(Stored data entries)
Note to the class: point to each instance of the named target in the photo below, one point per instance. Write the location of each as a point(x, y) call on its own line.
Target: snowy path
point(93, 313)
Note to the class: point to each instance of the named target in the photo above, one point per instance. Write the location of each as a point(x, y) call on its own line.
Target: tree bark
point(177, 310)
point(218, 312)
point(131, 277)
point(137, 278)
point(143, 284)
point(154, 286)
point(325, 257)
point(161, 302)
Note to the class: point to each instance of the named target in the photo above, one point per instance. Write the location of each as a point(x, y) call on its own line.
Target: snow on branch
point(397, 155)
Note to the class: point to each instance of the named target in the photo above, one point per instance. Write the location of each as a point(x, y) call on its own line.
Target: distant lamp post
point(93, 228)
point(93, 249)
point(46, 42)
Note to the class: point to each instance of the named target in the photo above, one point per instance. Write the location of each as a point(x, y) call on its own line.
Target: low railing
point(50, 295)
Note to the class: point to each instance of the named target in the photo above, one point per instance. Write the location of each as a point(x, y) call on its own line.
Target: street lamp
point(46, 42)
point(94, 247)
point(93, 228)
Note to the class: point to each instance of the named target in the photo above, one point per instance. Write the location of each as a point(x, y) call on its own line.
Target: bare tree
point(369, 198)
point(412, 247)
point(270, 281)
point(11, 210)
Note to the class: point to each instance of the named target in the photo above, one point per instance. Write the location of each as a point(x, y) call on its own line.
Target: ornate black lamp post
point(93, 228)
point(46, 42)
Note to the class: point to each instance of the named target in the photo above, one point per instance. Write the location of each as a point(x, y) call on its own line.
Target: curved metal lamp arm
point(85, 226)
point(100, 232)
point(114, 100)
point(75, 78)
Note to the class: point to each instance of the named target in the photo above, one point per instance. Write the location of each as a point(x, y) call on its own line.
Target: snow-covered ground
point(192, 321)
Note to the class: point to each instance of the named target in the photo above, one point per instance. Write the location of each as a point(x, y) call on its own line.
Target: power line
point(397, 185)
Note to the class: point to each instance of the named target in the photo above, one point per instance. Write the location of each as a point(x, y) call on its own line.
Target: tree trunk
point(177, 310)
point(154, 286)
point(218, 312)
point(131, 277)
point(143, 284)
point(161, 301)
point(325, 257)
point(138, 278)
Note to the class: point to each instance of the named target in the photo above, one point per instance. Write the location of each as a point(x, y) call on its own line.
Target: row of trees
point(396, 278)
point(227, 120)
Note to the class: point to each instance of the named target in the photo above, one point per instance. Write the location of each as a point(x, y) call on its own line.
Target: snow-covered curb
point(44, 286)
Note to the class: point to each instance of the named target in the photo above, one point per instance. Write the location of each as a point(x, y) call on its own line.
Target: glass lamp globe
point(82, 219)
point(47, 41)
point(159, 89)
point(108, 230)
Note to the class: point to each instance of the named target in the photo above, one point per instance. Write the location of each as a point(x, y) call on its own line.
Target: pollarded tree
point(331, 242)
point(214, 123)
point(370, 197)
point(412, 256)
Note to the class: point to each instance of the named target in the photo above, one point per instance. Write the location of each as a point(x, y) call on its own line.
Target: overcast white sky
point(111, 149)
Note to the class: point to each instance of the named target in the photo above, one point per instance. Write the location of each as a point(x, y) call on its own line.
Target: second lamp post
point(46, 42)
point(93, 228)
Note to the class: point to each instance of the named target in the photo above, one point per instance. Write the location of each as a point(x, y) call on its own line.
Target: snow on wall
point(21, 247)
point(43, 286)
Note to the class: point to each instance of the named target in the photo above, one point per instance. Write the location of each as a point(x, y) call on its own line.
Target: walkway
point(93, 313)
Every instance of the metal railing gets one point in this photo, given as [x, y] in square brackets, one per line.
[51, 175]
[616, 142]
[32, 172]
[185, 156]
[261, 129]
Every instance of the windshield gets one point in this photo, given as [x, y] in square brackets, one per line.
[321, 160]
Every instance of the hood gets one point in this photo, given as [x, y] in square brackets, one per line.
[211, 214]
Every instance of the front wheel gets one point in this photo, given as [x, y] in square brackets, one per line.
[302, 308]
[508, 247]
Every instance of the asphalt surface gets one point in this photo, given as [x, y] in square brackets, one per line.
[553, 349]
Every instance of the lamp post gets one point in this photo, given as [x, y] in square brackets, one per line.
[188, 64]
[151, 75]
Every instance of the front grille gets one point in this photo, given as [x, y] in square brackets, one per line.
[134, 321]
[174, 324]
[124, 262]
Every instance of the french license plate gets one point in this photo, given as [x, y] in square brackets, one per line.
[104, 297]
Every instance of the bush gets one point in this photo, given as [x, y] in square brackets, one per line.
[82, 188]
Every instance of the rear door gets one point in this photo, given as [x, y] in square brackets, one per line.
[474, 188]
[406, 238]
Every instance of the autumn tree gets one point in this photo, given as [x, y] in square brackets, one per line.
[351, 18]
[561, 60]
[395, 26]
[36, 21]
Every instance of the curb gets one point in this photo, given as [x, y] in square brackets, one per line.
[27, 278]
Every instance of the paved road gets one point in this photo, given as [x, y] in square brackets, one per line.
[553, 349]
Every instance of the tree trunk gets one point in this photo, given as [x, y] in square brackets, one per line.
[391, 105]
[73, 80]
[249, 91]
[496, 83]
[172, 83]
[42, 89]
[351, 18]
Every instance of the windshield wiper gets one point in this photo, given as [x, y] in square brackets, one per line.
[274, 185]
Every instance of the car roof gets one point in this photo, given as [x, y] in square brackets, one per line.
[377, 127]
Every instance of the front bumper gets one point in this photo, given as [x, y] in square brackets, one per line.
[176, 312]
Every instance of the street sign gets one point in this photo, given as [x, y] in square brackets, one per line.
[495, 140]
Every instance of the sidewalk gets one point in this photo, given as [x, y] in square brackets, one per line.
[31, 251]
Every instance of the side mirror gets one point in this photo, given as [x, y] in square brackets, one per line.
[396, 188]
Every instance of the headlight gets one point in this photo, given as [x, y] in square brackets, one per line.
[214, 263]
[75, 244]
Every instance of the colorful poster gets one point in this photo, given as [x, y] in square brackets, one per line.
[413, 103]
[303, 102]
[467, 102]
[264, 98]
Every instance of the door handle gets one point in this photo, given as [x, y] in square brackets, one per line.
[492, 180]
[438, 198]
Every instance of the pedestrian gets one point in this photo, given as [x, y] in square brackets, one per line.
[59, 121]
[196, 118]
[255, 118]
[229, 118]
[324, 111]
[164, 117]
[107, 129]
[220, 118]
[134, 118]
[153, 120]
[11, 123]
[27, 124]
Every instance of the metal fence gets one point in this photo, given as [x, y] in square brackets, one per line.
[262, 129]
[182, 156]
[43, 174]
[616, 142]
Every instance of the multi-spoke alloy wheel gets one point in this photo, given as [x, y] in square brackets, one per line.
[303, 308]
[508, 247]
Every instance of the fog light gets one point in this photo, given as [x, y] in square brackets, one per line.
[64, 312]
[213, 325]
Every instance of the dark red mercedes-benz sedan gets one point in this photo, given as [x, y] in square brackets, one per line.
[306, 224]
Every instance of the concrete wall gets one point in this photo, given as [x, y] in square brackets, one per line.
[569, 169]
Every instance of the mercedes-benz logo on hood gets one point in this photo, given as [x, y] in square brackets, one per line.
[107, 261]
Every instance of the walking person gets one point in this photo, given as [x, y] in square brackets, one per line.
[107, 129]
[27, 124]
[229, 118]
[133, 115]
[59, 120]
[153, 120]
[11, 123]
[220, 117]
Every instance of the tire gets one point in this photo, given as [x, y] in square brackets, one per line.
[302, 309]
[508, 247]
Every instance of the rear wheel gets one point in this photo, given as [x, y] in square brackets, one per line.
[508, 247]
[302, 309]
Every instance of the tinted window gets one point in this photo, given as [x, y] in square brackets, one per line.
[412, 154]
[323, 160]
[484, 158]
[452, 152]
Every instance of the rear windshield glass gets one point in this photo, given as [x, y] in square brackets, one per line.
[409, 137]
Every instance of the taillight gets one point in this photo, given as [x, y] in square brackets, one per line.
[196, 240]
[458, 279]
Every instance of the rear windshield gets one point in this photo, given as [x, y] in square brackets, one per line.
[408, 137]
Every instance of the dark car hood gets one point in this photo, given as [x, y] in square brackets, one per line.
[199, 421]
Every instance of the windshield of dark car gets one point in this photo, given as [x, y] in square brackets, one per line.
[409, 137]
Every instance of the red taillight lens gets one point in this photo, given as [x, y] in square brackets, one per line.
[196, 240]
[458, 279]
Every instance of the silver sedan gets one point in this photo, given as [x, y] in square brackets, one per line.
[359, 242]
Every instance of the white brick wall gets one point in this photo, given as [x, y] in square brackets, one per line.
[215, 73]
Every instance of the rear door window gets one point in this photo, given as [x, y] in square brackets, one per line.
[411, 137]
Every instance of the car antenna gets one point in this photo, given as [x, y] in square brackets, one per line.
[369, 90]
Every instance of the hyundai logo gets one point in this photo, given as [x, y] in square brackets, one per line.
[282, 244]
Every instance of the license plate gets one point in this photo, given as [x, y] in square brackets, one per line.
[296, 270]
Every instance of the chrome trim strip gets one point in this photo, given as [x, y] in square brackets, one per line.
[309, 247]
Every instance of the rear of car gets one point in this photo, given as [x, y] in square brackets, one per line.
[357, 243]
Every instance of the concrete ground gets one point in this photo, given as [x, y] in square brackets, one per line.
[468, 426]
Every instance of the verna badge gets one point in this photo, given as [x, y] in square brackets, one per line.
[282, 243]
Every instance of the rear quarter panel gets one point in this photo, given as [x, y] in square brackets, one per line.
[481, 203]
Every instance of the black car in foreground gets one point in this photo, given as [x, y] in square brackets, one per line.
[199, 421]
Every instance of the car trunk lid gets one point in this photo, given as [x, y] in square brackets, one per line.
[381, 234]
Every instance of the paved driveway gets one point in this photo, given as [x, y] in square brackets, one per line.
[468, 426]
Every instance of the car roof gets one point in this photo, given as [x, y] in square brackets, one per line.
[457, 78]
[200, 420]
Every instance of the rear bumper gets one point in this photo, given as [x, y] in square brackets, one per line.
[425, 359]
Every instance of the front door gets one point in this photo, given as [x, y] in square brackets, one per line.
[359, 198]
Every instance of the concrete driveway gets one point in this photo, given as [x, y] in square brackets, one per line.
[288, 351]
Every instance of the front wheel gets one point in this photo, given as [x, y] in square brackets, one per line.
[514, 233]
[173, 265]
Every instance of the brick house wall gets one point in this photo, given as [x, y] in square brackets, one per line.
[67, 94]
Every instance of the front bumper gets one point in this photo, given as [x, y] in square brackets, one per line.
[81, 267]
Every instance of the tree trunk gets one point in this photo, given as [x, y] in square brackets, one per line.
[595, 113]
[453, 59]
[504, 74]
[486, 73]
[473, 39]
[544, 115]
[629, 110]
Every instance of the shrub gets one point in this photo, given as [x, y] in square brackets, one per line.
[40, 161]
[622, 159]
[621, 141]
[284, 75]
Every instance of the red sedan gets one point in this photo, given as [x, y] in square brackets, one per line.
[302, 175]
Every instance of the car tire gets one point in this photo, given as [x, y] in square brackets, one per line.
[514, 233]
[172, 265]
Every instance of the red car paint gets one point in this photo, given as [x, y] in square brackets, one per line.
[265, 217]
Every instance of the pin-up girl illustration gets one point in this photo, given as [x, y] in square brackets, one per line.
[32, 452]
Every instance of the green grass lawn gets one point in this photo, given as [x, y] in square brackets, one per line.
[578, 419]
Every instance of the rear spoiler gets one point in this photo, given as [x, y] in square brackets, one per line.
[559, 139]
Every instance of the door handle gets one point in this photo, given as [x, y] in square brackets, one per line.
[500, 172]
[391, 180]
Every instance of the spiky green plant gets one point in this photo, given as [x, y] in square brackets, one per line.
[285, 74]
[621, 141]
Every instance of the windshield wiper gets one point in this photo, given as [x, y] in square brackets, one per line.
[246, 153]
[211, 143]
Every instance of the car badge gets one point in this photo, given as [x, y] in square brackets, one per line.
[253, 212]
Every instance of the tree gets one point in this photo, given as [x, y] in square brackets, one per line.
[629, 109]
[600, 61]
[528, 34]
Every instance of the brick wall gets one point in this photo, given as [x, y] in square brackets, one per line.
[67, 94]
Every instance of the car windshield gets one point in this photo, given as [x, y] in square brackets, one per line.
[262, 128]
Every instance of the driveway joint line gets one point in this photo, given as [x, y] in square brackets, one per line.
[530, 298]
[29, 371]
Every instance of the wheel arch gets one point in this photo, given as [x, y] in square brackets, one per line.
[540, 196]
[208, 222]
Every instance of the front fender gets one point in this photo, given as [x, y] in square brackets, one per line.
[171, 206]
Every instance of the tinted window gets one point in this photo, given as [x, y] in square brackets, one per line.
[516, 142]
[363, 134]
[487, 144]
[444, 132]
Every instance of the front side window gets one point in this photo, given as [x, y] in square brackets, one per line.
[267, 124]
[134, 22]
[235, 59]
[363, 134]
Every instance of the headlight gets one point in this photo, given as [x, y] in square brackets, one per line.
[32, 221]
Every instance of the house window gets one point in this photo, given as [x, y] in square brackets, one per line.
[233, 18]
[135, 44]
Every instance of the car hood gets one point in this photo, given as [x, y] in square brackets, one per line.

- YOUR OBJECTIVE: Repeat exactly, and only, the lines from the line containing "Every instance of the front side" through the last line of the records above, both included.

- WORKED SOLUTION:
Every instance of the front side window gets one point in this photo, given as [x, y] in square brackets, one per line.
[267, 124]
[134, 22]
[235, 59]
[363, 134]
Every instance of the headlight gets one point in this photo, given as [x, y] in square brackets, one per line.
[32, 221]
Every instance of the house window gets one point in this photo, given as [x, y] in square brackets, one per line.
[233, 18]
[135, 44]
Every instance of the car hood gets one point in this photo, given as [x, y] in square brackets, one per line.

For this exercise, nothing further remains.